### EXCERPTED TEXT:
OpenClaw Reliability

OpenClaw Reliability is a reliability smoke-check and guarded repair plugin for OpenClaw. It diagnoses runtime, provider, tool, plugin, channel, and configuration noise, then turns those findings into human-readable reports, watch decisions, and safe repair flows.

中文说明见 README.zh-CN.md.

What it is for

Use this plugin when you want to know whether an OpenClaw runtime problem is truly a runtime failure or just provider noise, model-call pressure, caller input error, stale tool state, channel expiry, or approval governance.

It helps answer:

Is the Gateway actually degraded, or is the signal short-window sampling noise?
Are failures coming from providers, credentials, HTTP endpoints, tool inputs, plugin config, or channels?
Should the user be notified, or should the signal stay quiet as known noise?
Is there a safe read-only diagnostic action to run?
Is a state-changing repair blocked until explicit human approval?

Philosophy

Reliability follows a conservative operating rule:

Diagnose first. Repair only what is safe, narrow, verified, and reversible.

The plugin separates:

Smoke checks — collect local, redacted health evidence.
Reports — summarize blockers, warnings, and next action.
Watch decisions — de-duplicate signals and stay quiet for non-actionable noise.
Repair plans — create advisory actions with evidence and anti-actions.
Watch repair — run only safe non-mutating actions automatically; keep state-changing actions guarded.
Cron runner — emit NO_REPLY or a ready-to-send Chinese alert for schedulers.

It is not a security boundary. Use openclaw-language-boundary for action policy.

What it can do

Run passive reliability smoke checks.
Sample Gateway health and sustained CPU.
Classify provider timeout, HTTP error, missing config, tool input errors, approval outcomes, plugin runtime noise, source-only shadowing, channel expiry, and stale tool failures.
Generate short human-readable reports.
Generate JSON output for automation.
De-duplicate watch notifications.
Run safe read-only diagnostic repair actions.
Run one guarded state-changing cleanup for stale tool-failure records only when explicitly allowlisted.
Emit NO_REPLY for quiet scheduled checks.

What it will not do by default

It will not restart Gateway.
It will not patch config.
It will not write credentials.

### PROBLEMS TO SOLVE:
1. In the OpenClaw Reliability page, translate this sentence into Spanish: "OpenClaw Reliability is a reliability smoke-check and guarded repair plugin for OpenClaw."
2. Recast the paragraph of the OpenClaw Reliability page that begins "OpenClaw Reliability is a reliability smoke-check" as a short bulleted list, keeping its main facts.
3. Write the next part of the OpenClaw Reliability page, picking up after its final line.

### RECORD EXTRACTS:
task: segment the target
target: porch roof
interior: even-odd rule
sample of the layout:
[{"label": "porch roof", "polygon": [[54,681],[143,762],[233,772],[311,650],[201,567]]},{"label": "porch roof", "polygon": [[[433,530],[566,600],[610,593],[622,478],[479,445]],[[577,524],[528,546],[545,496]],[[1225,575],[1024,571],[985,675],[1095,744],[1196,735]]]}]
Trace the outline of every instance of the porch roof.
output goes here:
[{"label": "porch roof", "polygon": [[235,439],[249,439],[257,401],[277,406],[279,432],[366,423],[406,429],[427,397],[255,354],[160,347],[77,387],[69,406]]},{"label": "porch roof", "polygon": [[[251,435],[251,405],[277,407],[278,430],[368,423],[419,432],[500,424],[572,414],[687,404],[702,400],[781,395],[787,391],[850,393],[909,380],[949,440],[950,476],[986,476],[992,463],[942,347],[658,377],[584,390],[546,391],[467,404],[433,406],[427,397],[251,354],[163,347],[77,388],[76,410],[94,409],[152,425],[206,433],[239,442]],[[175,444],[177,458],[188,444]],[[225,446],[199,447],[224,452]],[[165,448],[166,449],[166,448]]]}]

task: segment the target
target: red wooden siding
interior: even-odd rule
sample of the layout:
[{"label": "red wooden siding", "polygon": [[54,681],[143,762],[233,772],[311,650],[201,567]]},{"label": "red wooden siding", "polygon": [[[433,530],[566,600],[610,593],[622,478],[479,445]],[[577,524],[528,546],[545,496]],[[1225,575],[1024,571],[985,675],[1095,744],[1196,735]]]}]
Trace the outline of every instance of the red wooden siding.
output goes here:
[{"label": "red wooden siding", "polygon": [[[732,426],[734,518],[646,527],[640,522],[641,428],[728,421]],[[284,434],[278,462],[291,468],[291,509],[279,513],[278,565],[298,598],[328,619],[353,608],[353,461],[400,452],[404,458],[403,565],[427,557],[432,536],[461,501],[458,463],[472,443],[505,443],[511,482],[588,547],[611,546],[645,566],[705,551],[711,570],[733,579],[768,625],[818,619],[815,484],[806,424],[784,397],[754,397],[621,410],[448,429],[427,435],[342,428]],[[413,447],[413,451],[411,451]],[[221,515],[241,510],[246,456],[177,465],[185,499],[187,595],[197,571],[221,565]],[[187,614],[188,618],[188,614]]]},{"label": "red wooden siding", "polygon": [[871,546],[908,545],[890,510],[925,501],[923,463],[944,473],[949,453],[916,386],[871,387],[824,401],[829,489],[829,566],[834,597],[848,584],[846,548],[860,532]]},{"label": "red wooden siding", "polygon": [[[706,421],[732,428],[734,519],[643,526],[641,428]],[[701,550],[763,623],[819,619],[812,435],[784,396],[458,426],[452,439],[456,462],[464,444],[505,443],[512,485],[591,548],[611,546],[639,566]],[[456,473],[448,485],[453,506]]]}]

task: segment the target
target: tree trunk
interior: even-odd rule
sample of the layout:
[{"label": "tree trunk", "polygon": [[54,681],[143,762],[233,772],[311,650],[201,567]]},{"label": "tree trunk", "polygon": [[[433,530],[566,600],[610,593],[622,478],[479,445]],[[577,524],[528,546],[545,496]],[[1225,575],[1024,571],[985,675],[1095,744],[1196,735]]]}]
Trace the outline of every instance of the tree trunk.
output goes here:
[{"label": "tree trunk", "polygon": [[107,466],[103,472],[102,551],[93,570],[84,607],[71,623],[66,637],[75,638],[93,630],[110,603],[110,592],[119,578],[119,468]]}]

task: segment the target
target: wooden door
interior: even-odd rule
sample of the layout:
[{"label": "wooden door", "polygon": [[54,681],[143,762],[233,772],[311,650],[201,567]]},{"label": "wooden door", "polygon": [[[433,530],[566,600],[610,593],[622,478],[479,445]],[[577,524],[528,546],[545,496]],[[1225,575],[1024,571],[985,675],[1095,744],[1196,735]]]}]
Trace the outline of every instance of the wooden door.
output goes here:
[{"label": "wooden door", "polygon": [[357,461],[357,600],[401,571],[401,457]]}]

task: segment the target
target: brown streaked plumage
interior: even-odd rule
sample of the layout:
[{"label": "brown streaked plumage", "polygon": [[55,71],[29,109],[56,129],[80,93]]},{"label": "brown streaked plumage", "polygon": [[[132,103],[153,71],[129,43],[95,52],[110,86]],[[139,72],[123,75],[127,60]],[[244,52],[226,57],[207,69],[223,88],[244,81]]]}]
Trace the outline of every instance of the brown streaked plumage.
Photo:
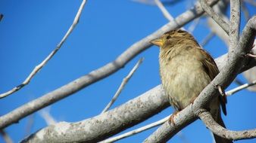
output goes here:
[{"label": "brown streaked plumage", "polygon": [[[160,47],[160,75],[164,90],[170,105],[180,111],[195,100],[219,70],[210,54],[186,31],[170,31],[151,42]],[[226,114],[226,99],[222,98],[224,97],[219,96],[214,99],[209,108],[214,120],[225,127],[220,104]],[[216,143],[233,142],[216,135],[214,136]]]}]

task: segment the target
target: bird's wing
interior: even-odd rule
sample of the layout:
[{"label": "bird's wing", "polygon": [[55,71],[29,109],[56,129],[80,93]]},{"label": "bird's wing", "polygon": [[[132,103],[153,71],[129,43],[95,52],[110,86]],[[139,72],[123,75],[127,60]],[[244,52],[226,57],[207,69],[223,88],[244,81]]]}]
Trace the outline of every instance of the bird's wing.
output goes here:
[{"label": "bird's wing", "polygon": [[[219,69],[214,62],[214,59],[205,50],[202,49],[199,49],[202,53],[202,58],[201,59],[203,66],[207,72],[207,74],[210,76],[211,80],[219,74]],[[220,102],[222,108],[222,111],[225,115],[226,115],[226,97],[225,96],[220,96]]]}]

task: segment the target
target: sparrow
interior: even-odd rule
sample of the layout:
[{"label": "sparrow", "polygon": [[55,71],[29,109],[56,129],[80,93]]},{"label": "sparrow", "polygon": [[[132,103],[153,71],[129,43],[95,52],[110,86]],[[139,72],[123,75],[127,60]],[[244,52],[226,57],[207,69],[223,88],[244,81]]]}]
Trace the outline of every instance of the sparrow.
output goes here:
[{"label": "sparrow", "polygon": [[[218,68],[211,55],[184,30],[169,31],[151,43],[160,47],[161,84],[176,113],[193,102],[219,73]],[[226,103],[225,97],[217,95],[208,105],[214,119],[223,127],[220,105],[226,115]],[[170,117],[171,121],[173,116]],[[214,137],[216,143],[233,142],[214,134]]]}]

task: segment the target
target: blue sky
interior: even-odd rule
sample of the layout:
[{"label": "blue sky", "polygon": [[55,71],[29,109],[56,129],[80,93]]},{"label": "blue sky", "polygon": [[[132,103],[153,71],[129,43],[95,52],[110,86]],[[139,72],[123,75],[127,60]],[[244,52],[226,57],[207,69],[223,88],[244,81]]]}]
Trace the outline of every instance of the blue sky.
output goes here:
[{"label": "blue sky", "polygon": [[[0,22],[0,92],[3,93],[20,84],[33,68],[55,48],[71,25],[82,1],[0,2],[0,13],[5,15]],[[191,5],[190,1],[183,0],[167,8],[175,17]],[[250,14],[254,14],[254,8],[248,5],[247,6]],[[167,22],[156,6],[133,1],[89,1],[79,24],[54,58],[29,85],[17,93],[0,99],[0,114],[5,114],[114,60],[131,44]],[[243,19],[242,27],[245,23]],[[189,24],[185,27],[188,28]],[[208,33],[206,19],[201,19],[193,35],[200,43]],[[217,37],[204,47],[215,58],[226,52],[225,44]],[[51,114],[58,121],[76,122],[98,114],[115,93],[123,78],[139,59],[144,57],[144,62],[112,108],[136,97],[161,83],[158,52],[157,47],[150,47],[111,76],[58,102],[47,110],[50,110]],[[246,82],[242,76],[239,78]],[[232,84],[228,90],[236,86]],[[255,128],[255,93],[246,90],[229,97],[228,115],[223,117],[226,126],[234,130]],[[168,108],[135,127],[160,120],[173,111],[171,108]],[[47,126],[38,112],[33,115],[33,118],[34,123],[30,132],[26,132],[30,117],[6,129],[14,142],[20,141],[27,133],[34,132]],[[141,142],[156,129],[153,128],[117,142]],[[189,142],[211,141],[209,132],[200,120],[189,125],[182,132]],[[171,141],[183,142],[178,135]],[[0,137],[0,142],[2,141]],[[255,141],[256,139],[236,142]]]}]

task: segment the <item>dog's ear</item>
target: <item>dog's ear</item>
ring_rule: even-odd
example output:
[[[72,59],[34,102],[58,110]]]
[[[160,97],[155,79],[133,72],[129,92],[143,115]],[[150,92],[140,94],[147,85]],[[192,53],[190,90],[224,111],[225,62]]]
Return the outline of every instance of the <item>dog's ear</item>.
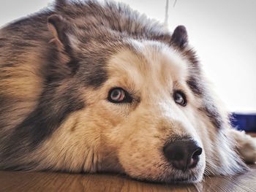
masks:
[[[184,26],[176,28],[170,39],[171,44],[180,49],[184,49],[188,44],[187,29]]]
[[[67,21],[59,15],[52,15],[48,18],[48,26],[53,36],[50,42],[56,43],[61,50],[69,44],[66,35],[67,26]]]

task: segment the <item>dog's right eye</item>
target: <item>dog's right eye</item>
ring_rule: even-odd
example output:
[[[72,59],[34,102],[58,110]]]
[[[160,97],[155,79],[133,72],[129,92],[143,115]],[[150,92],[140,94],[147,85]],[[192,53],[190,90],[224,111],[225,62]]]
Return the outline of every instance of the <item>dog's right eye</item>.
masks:
[[[108,100],[112,103],[131,103],[132,97],[121,88],[115,88],[109,91]]]

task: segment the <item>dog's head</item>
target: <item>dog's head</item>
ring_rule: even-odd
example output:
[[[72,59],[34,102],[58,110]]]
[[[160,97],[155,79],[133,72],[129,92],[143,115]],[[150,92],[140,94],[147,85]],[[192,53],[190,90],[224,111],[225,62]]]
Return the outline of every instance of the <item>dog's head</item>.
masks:
[[[222,134],[226,116],[208,93],[184,26],[161,41],[108,31],[85,34],[58,15],[48,21],[53,41],[78,65],[69,86],[79,85],[85,106],[45,144],[48,150],[56,145],[50,153],[56,169],[197,182],[204,172],[239,167]],[[224,156],[221,139],[229,153]]]

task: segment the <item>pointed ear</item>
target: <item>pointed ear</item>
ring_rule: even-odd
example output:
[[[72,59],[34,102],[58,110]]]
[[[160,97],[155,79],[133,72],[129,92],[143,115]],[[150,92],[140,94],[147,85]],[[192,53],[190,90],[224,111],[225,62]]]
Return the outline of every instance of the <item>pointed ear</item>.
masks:
[[[50,42],[54,42],[58,47],[62,50],[67,45],[65,34],[67,26],[67,21],[59,15],[52,15],[48,19],[48,26],[53,36]]]
[[[176,28],[172,34],[171,43],[175,46],[184,49],[188,43],[187,29],[184,26],[178,26]]]

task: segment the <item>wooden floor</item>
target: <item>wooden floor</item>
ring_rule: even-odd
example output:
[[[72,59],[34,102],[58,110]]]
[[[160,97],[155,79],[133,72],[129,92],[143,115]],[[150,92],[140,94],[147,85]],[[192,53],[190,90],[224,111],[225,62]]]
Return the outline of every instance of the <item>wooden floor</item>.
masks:
[[[256,164],[244,174],[207,177],[196,185],[139,182],[115,174],[72,174],[55,172],[0,172],[4,191],[256,191]]]

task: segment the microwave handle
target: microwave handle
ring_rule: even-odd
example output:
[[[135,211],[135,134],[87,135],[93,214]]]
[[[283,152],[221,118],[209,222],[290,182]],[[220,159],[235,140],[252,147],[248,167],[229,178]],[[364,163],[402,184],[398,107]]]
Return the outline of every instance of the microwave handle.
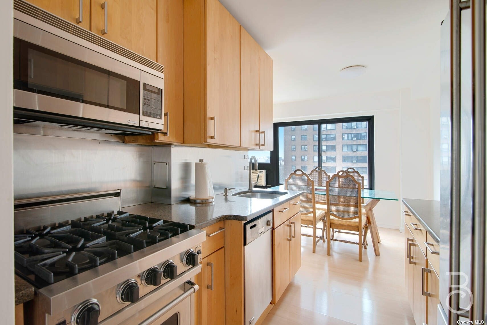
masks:
[[[164,113],[164,117],[166,117],[166,125],[164,125],[165,131],[163,131],[162,134],[164,136],[169,136],[169,112],[167,112]]]

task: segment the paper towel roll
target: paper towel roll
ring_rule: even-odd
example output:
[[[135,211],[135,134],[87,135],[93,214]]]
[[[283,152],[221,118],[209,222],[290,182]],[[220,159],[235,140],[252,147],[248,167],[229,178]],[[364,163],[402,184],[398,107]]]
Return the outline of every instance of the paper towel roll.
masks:
[[[215,197],[209,165],[203,162],[203,159],[200,160],[200,162],[194,163],[194,197],[196,199]]]

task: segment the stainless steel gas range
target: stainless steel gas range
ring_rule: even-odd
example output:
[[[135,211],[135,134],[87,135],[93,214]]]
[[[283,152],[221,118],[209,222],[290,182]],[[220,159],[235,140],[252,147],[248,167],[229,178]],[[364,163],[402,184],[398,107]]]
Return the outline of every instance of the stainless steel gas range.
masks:
[[[198,287],[190,280],[205,231],[120,211],[120,195],[15,202],[15,271],[36,291],[28,321],[193,324]]]

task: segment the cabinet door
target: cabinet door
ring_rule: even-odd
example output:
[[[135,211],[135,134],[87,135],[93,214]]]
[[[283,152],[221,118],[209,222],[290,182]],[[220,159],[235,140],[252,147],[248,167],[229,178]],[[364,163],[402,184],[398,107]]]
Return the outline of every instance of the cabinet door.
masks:
[[[272,59],[262,48],[259,54],[261,149],[274,148],[274,93]]]
[[[259,51],[260,47],[240,26],[240,146],[259,148]]]
[[[301,213],[290,220],[292,233],[289,248],[289,277],[292,279],[301,267]]]
[[[225,324],[225,248],[204,258],[201,266],[199,324]]]
[[[218,0],[206,0],[205,142],[240,145],[240,25]]]
[[[286,221],[272,230],[272,268],[274,270],[272,301],[277,303],[290,281],[289,250],[291,225]]]
[[[430,270],[430,272],[427,273],[426,288],[427,291],[430,293],[430,296],[427,297],[427,320],[428,324],[437,324],[437,306],[440,303],[440,279],[429,263],[428,269]]]
[[[70,22],[90,29],[90,0],[28,0],[44,10],[65,19]],[[80,6],[82,17],[80,16]],[[82,21],[78,22],[78,19]]]
[[[182,143],[183,125],[183,1],[157,0],[157,62],[164,66],[165,128],[163,140]]]
[[[92,32],[155,60],[156,0],[91,0],[91,13]]]

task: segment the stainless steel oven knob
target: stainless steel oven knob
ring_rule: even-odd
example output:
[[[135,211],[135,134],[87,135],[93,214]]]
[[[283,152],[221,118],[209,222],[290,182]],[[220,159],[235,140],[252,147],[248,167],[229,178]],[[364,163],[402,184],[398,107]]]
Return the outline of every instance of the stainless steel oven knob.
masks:
[[[146,287],[161,284],[162,280],[162,271],[157,267],[153,267],[144,272],[142,274],[142,284]]]
[[[96,299],[89,299],[80,304],[71,318],[74,325],[95,325],[100,316],[100,303]]]
[[[164,280],[175,279],[178,276],[178,266],[171,260],[165,262],[161,269],[162,270],[162,278]]]
[[[135,303],[139,300],[139,284],[133,279],[128,280],[117,290],[117,301],[120,304]]]

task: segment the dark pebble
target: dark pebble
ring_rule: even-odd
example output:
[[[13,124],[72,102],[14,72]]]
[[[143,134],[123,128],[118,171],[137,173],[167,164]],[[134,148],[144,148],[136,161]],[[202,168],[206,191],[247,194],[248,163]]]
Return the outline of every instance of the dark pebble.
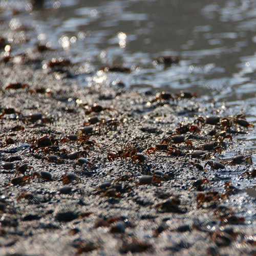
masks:
[[[64,186],[59,189],[59,193],[65,195],[71,194],[72,188],[70,186]]]
[[[190,230],[190,227],[189,225],[183,225],[179,226],[177,230],[179,232],[186,232]]]
[[[78,215],[73,211],[64,211],[58,212],[56,216],[56,220],[58,221],[71,221],[78,217]]]

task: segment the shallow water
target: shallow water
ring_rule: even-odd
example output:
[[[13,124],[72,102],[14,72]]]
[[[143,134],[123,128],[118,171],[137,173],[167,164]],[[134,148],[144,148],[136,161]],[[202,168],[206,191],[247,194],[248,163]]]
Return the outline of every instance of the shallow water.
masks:
[[[34,42],[48,42],[73,62],[82,63],[74,70],[81,86],[121,81],[144,90],[187,90],[203,95],[200,100],[206,107],[212,102],[216,108],[223,106],[223,115],[243,110],[256,124],[253,0],[39,2],[42,6],[32,12],[27,8],[10,26],[35,27]],[[1,5],[7,3],[17,7],[16,1],[2,1]],[[165,67],[155,61],[170,55],[179,56],[179,63]],[[95,72],[113,64],[133,71]],[[237,139],[255,160],[255,129]]]

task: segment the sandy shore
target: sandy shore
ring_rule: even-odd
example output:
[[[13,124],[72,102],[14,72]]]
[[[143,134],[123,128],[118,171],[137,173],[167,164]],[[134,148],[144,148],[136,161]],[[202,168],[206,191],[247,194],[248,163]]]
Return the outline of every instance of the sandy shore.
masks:
[[[252,127],[200,96],[87,82],[80,63],[6,24],[14,40],[10,52],[6,38],[0,46],[0,255],[256,255],[250,157],[214,169]],[[198,124],[206,115],[220,118]]]
[[[224,185],[231,175],[248,181],[239,176],[250,165],[243,159],[212,170],[205,164],[218,162],[219,153],[212,150],[205,160],[189,155],[210,139],[225,155],[237,146],[236,134],[233,144],[221,143],[209,135],[219,125],[199,124],[200,134],[184,134],[191,151],[189,144],[171,142],[169,153],[146,153],[176,133],[181,118],[205,116],[200,98],[156,99],[118,86],[81,88],[76,77],[57,80],[52,69],[26,61],[1,65],[1,111],[16,112],[0,119],[1,255],[255,255],[255,198]],[[63,69],[60,75],[72,72]],[[15,82],[26,86],[5,89]],[[100,110],[92,109],[95,103],[102,110],[92,111]],[[84,126],[92,128],[89,134]],[[77,141],[60,141],[72,134]],[[75,158],[92,165],[74,168],[77,159],[67,154],[76,151]],[[26,171],[18,169],[25,163]],[[63,179],[67,173],[76,179]],[[200,185],[200,179],[207,180]]]

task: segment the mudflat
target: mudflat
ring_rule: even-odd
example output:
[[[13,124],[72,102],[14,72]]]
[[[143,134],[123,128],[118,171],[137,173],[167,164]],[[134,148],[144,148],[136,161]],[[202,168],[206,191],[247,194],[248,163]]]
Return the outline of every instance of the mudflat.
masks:
[[[81,86],[57,51],[5,40],[1,255],[255,255],[255,171],[236,140],[254,129],[246,113]],[[114,68],[101,72],[130,72]]]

### ANSWERS TO EACH TASK:
1. OpenClaw Reliability es un plugin para OpenClaw que realiza comprobaciones de humo de fiabilidad y reparaciones protegidas.

2.
- OpenClaw plugin for reliability smoke checks and guarded repair
- Diagnoses noise from runtime, providers, tools, plugins, channels, and configuration
- Turns its findings into human-readable reports, watch decisions, and safe repair flows

3.
It will not disable plugins.
It will not delete files.
It will not mutate cron jobs, channels, sessions, or external services.
It will not upload logs.

Install

openclaw plugins install clawhub:openclaw-reliability@0.3.14
openclaw gateway restart

For the latest ClawHub release:

openclaw plugins install clawhub:openclaw-reliability
openclaw gateway restart

Common commands

From the installed package or source directory:

npm run smoke
npm run smoke:json
npm run report
npm run repair-plan
npm run repair-plan:json
npm run watch-check
npm run watch-check:json
npm run watch-repair
npm run watch-repair:json
npm run cron-runner
npm run cron-runner:json
npm run release:check

Useful examples:

npm run smoke -- --cpu-sample-seconds=15 --failure-freshness-minutes=60
npm run report -- --cpu-sample-seconds=15 --failure-freshness-minutes=60
npm run watch-repair:json -- --cpu-sample-seconds=5 --failure-freshness-minutes=60
npm run cron-runner -- --cpu-sample-seconds=5 --failure-freshness-minutes=60

Cron runner

cron-runner is designed for scheduled checks.

If there is no actionable signal, it prints exactly:

NO_REPLY

If a human should be notified, it prints a concise Chinese alert.

This reduces the scheduler's need to parse JSON or summarize with a model. The scheduler can simply run the command and forward stdout when it is not NO_REPLY.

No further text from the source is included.